Problem:
Please rewrite all of the data below with every "cloudy sky" changed to "overcast sky" and nothing else altered. Leave the pictures out of your answer.

Recorded information:
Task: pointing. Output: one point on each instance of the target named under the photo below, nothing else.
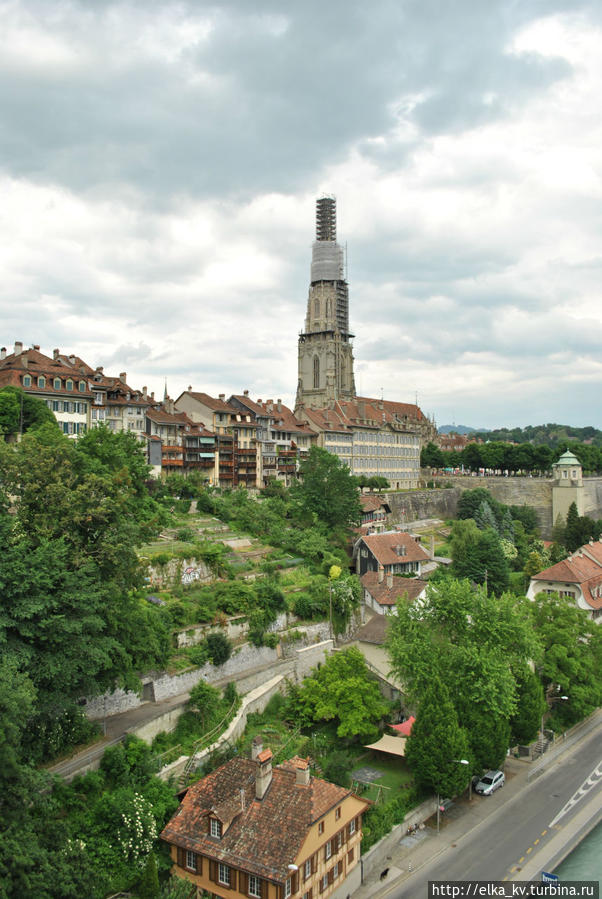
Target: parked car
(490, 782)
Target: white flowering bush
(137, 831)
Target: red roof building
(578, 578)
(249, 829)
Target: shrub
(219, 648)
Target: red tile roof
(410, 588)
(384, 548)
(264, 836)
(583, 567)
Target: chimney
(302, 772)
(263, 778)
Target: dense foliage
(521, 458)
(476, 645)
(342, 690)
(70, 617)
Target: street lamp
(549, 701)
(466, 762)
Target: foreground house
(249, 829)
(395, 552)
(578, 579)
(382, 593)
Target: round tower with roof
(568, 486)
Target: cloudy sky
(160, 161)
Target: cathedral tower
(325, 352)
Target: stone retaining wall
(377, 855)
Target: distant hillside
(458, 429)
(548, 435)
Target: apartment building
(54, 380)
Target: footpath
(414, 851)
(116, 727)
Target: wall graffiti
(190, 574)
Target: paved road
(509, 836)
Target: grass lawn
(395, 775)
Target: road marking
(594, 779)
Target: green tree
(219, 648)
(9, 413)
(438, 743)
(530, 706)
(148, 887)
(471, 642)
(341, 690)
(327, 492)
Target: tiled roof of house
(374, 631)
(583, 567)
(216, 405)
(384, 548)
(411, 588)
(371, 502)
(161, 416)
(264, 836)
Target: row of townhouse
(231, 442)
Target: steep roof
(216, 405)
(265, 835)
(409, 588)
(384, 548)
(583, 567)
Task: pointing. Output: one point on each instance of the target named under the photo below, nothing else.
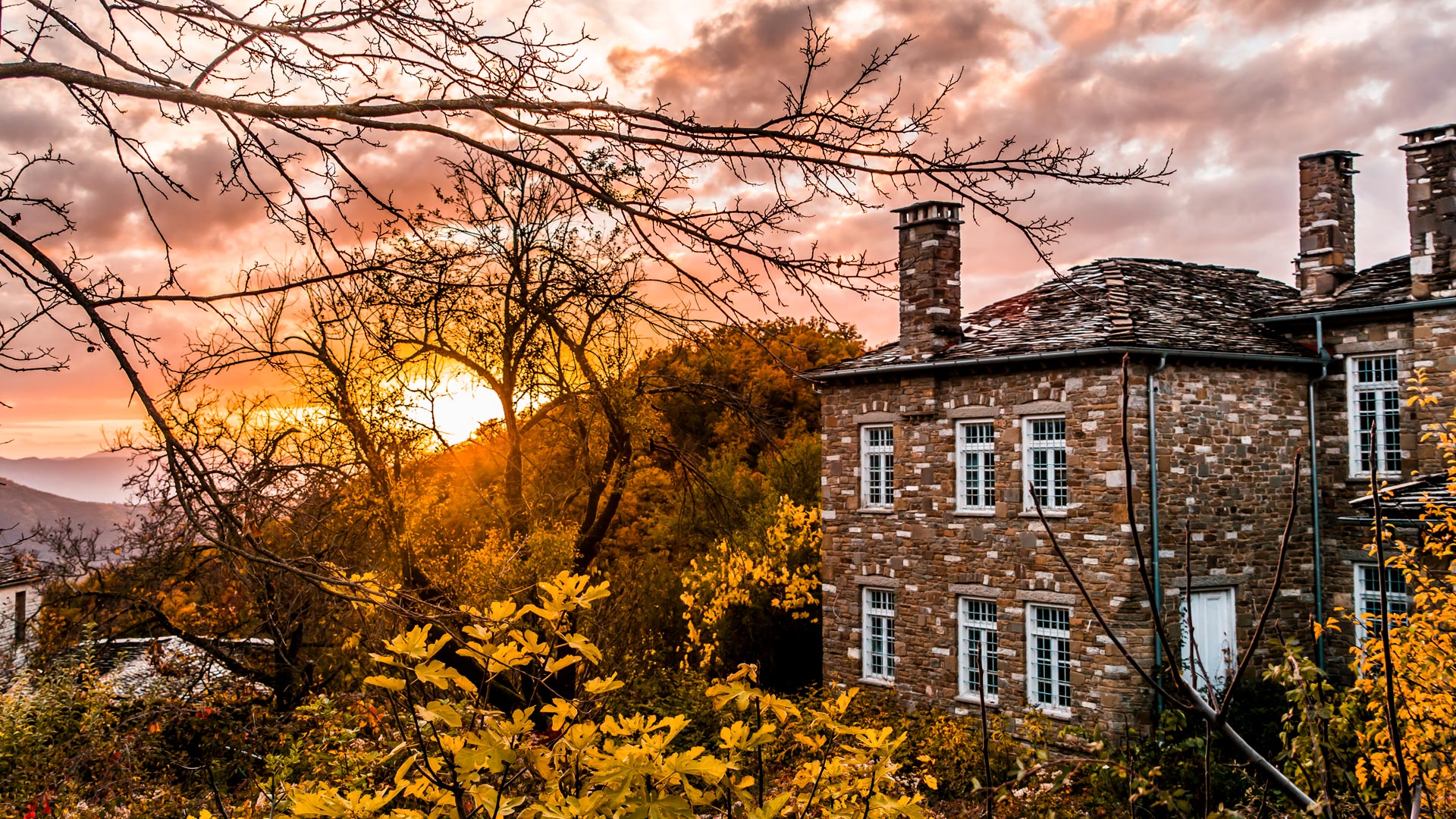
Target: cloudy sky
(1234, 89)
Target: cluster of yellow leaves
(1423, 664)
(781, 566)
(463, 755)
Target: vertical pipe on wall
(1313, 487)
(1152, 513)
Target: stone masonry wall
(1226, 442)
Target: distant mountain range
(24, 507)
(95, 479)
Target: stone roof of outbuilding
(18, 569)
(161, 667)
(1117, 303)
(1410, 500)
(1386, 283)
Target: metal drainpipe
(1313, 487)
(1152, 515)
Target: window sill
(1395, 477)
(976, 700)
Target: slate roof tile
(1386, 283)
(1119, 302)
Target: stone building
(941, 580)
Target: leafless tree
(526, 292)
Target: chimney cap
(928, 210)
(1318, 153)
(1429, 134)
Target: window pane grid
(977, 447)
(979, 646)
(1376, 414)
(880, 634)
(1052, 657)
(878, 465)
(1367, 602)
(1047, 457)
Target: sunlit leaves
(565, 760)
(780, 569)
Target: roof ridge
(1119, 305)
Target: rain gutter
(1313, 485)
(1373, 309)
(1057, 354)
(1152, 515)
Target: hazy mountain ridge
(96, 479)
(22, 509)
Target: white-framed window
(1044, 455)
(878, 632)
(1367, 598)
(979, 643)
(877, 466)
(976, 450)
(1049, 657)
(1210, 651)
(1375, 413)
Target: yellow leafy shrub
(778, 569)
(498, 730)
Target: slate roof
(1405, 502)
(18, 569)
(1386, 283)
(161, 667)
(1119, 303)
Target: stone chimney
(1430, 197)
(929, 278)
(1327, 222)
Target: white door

Solution:
Task: pointing. Output: one point on each instance of the target named under the photo below, nothing else.
Target: parked car
(490, 782)
Target: white flowering bush
(137, 831)
Target: red roof building
(578, 578)
(249, 829)
Target: shrub
(219, 648)
Target: red tile roof
(410, 588)
(384, 548)
(264, 836)
(583, 567)
Target: chimney
(302, 772)
(263, 778)
Target: dense foliage
(521, 458)
(476, 645)
(342, 690)
(70, 617)
Target: street lamp
(549, 701)
(466, 762)
Target: foreground house
(249, 829)
(395, 552)
(578, 579)
(382, 593)
Target: round tower with roof
(568, 486)
Target: overcast sky
(160, 161)
Target: cathedral tower
(325, 352)
Target: stone retaining wall
(377, 855)
Target: distant hillside
(458, 429)
(548, 435)
Target: apartment building
(54, 380)
Target: footpath
(414, 851)
(116, 727)
Target: wall graffiti
(190, 574)
Target: paved road
(509, 836)
Target: grass lawn
(395, 775)
Target: road marking
(594, 779)
Target: green tree
(219, 648)
(9, 413)
(438, 743)
(530, 706)
(148, 887)
(471, 642)
(341, 690)
(327, 492)
Target: tiled roof of house
(374, 631)
(583, 567)
(216, 405)
(384, 548)
(411, 588)
(371, 502)
(161, 416)
(264, 836)
Target: row of townhouse
(231, 442)
Target: steep roof
(216, 405)
(265, 835)
(409, 588)
(384, 548)
(583, 567)
Task: pointing. Output: one point on each instance of the target named under the photo below, nothing else.
Target: overcast sky
(1234, 89)
Target: cluster of yellow leaves
(1423, 664)
(781, 566)
(463, 755)
Target: vertical pipe on wall
(1313, 487)
(1152, 513)
Target: stone masonry wall
(1226, 442)
Target: distant mountain range
(24, 507)
(95, 479)
Target: stone roof of outbuilding
(18, 569)
(161, 667)
(1117, 303)
(1410, 500)
(1386, 283)
Target: metal drainpipe
(1313, 487)
(1152, 515)
Target: window sill
(1395, 477)
(976, 700)
Target: slate roof tile
(1386, 283)
(1119, 302)
Target: stone building
(941, 580)
Target: leafless tree
(526, 292)
Target: chimney cap
(928, 210)
(1318, 153)
(1429, 134)
Target: window pane grid
(977, 447)
(979, 646)
(1376, 414)
(880, 634)
(1052, 657)
(878, 465)
(1367, 602)
(1047, 457)
Target: sunlit leaves
(565, 760)
(780, 569)
Target: roof ridge
(1119, 305)
Target: rain gutter
(1313, 485)
(1373, 309)
(1057, 354)
(1152, 515)
Target: hazy mountain ridge
(96, 479)
(22, 509)
Target: white-framed window
(1044, 455)
(878, 632)
(1367, 598)
(979, 643)
(877, 466)
(976, 450)
(1049, 657)
(1210, 651)
(1375, 413)
Target: yellow leafy shrub
(778, 569)
(498, 730)
Target: slate roof
(1405, 502)
(18, 569)
(1386, 283)
(161, 667)
(1119, 303)
Target: stone chimney
(1430, 197)
(929, 278)
(1327, 222)
Target: white door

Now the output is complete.